Work required: Can you repeat, word for word and with both end lines included, the stretch of the items that opens with the line containing "One marker per instance of the office" and closes with the line containing "299), (1242, 223)]"? Give only those lines.

★ ★ ★ ★ ★ ★ ★

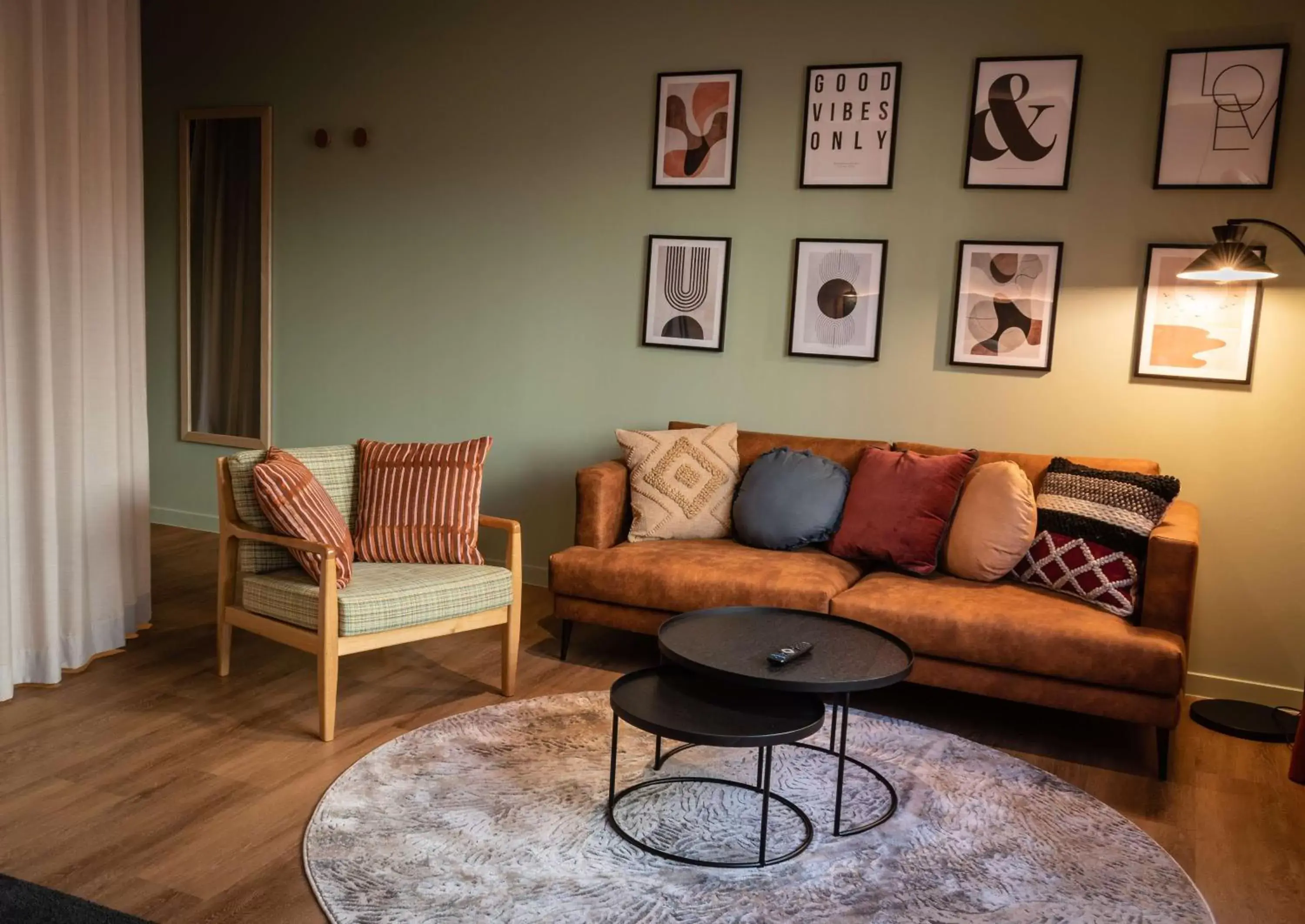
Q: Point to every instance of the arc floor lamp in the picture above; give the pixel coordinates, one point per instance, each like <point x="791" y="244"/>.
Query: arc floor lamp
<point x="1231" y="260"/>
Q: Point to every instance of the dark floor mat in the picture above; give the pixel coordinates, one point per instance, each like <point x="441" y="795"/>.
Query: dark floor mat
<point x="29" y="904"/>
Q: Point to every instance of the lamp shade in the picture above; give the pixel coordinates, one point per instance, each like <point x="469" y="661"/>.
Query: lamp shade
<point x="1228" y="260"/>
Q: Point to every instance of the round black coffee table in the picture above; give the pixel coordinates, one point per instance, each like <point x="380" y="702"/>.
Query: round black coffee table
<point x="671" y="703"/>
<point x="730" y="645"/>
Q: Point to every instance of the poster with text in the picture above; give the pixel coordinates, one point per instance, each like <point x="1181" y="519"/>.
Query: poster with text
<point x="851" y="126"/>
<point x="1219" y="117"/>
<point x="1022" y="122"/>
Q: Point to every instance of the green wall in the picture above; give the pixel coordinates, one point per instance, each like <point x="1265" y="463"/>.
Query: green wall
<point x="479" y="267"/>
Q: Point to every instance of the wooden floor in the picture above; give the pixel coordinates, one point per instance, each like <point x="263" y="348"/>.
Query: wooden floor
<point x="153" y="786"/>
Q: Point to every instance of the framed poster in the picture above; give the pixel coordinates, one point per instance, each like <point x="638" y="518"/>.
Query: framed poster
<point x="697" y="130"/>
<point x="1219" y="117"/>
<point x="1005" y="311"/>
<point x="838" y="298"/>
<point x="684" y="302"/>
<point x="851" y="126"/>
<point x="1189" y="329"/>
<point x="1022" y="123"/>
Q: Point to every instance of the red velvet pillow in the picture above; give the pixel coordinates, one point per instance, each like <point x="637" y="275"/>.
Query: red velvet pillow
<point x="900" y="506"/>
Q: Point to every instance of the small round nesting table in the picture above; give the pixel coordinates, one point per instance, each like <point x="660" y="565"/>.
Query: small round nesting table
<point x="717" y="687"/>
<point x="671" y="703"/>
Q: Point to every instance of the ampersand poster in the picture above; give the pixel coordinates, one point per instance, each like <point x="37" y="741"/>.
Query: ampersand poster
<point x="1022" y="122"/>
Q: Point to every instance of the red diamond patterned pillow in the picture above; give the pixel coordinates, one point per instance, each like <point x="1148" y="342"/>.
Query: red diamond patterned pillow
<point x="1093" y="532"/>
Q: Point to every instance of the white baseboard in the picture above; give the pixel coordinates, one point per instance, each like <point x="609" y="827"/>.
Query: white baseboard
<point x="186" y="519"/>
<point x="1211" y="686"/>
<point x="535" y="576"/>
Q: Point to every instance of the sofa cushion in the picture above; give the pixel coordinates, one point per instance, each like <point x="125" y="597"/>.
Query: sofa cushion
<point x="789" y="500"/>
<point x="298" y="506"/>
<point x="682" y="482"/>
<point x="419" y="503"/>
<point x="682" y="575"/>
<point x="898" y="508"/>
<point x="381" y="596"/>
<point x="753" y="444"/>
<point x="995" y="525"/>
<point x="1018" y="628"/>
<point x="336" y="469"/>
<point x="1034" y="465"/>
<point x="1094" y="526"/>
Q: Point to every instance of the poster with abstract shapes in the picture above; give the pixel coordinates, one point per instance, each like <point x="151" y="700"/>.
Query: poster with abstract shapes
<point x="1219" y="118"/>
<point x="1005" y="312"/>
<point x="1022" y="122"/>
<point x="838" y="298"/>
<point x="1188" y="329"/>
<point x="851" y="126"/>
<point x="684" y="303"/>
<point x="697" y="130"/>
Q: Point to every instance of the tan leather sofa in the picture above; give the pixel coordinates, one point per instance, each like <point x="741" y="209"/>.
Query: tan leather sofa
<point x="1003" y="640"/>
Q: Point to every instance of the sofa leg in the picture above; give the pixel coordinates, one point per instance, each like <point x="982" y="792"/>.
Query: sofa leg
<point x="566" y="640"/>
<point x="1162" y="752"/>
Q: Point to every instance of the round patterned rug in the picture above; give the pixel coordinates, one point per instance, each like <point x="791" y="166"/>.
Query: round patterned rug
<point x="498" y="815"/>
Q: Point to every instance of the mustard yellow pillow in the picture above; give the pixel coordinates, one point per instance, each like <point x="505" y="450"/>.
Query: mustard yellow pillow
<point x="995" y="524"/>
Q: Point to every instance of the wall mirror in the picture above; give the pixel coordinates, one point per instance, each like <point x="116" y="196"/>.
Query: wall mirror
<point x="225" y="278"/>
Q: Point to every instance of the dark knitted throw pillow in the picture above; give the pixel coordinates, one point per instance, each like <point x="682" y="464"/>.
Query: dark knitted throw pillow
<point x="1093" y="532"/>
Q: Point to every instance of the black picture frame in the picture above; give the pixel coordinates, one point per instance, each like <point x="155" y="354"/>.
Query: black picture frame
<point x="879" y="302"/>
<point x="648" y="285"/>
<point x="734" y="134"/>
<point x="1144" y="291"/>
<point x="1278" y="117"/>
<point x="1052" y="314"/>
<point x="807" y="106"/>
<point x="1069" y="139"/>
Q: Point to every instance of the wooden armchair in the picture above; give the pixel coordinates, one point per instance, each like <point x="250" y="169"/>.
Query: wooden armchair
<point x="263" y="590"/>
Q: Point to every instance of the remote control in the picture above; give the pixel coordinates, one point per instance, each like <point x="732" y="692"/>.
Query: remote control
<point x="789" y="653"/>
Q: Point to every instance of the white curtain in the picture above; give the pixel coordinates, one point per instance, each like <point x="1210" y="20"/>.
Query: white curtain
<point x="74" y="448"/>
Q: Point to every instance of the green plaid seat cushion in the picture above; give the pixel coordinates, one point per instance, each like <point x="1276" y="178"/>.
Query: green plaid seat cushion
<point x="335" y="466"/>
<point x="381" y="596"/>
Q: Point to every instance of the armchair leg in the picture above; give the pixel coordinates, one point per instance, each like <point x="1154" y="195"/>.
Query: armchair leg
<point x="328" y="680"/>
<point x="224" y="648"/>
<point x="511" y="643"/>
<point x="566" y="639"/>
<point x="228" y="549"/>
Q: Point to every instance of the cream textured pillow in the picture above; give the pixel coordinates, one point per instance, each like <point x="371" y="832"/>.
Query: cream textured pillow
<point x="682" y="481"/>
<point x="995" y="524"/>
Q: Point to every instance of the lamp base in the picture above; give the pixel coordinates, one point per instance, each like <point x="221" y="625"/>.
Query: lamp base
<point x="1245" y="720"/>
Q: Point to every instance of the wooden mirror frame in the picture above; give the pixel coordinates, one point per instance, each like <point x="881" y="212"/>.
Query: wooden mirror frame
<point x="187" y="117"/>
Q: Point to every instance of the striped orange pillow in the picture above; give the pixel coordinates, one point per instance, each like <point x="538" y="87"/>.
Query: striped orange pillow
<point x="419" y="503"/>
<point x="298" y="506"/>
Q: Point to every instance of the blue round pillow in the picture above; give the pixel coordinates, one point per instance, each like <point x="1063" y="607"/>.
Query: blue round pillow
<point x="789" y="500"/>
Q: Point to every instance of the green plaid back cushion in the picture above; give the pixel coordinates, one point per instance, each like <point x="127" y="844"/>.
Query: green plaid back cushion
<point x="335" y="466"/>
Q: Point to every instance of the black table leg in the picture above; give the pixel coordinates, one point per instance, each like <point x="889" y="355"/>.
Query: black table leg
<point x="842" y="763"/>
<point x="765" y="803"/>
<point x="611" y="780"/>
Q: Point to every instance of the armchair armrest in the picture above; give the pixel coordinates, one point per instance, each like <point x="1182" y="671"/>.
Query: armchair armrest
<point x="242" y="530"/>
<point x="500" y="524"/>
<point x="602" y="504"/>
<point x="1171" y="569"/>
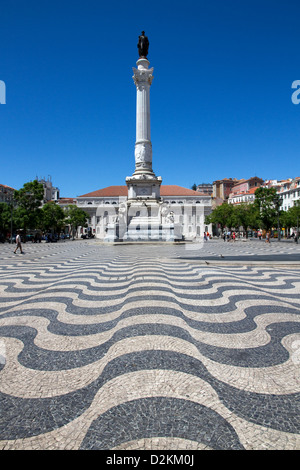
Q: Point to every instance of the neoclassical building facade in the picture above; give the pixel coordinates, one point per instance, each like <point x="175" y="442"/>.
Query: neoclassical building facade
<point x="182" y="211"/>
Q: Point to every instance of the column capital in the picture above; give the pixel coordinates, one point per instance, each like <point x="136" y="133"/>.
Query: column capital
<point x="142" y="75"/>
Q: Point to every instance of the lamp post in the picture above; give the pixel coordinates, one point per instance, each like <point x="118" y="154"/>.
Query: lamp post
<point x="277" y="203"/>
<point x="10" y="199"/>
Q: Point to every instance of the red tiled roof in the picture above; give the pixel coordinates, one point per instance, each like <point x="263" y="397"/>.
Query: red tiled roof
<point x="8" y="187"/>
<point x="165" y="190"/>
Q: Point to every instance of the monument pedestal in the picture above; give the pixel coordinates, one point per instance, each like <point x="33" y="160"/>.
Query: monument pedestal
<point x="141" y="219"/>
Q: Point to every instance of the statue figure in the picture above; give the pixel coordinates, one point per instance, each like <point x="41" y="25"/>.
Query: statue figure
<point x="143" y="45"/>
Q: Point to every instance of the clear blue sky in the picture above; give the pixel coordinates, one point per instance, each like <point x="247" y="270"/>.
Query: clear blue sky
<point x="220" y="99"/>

★ ★ ★ ★ ★ ★ ★

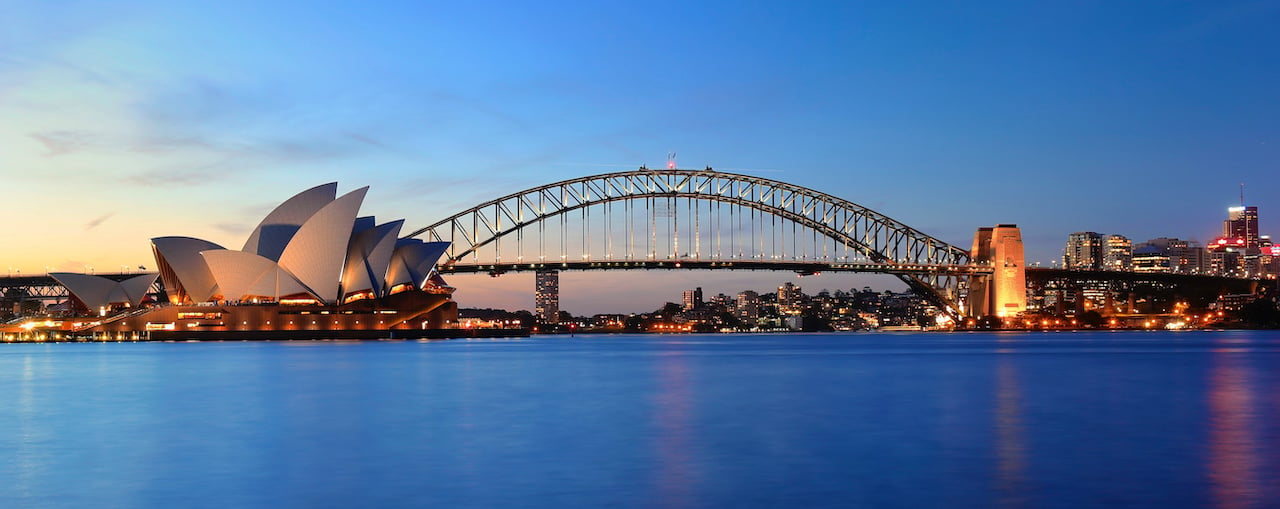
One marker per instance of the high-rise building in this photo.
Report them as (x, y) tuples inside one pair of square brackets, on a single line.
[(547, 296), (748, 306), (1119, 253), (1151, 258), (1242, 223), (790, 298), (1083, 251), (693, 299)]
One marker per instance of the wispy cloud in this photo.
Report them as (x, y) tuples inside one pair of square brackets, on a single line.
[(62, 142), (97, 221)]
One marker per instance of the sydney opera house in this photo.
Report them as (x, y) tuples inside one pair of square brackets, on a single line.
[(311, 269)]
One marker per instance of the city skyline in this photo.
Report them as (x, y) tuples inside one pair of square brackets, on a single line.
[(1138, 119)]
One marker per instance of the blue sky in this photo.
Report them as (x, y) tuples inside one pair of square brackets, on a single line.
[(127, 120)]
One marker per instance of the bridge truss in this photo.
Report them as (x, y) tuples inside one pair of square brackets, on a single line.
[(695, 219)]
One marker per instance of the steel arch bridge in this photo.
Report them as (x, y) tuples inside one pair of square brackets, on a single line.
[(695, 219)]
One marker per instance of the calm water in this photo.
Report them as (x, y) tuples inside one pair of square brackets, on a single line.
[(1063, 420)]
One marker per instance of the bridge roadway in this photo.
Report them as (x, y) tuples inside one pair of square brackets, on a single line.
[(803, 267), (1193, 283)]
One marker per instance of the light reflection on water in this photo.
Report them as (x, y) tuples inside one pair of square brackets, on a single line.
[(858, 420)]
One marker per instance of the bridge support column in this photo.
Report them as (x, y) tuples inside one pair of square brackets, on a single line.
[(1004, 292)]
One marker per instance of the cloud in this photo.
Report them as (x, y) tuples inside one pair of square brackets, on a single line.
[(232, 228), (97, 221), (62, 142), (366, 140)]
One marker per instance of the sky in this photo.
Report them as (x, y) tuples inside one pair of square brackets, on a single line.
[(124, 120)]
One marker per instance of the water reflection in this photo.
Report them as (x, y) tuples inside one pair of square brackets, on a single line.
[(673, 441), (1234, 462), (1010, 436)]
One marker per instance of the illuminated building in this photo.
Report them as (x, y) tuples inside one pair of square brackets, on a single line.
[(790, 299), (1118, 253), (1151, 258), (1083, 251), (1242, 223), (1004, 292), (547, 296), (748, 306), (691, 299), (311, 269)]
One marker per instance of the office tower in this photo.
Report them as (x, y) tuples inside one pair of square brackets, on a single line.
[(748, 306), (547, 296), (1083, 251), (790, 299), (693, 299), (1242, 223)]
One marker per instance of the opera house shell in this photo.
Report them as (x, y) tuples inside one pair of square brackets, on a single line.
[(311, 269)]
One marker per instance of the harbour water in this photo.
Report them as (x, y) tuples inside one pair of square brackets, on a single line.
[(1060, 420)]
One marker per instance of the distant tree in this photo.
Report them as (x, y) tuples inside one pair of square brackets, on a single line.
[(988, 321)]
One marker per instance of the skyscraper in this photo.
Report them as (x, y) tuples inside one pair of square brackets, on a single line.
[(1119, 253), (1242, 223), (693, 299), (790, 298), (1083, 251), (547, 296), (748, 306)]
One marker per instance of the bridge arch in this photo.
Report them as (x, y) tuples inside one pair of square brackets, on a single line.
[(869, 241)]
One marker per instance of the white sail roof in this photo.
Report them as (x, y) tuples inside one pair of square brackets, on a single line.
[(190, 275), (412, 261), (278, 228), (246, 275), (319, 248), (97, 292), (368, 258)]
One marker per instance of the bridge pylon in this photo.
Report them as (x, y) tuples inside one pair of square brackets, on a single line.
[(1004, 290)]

★ ★ ★ ★ ★ ★ ★

Solution for this task:
One marker per instance of the office tower in this photo.
Report them as (x, y) tuples inside one pair of square brackets, on a single line.
[(748, 306), (547, 296), (1083, 251), (790, 299), (693, 299), (1242, 223)]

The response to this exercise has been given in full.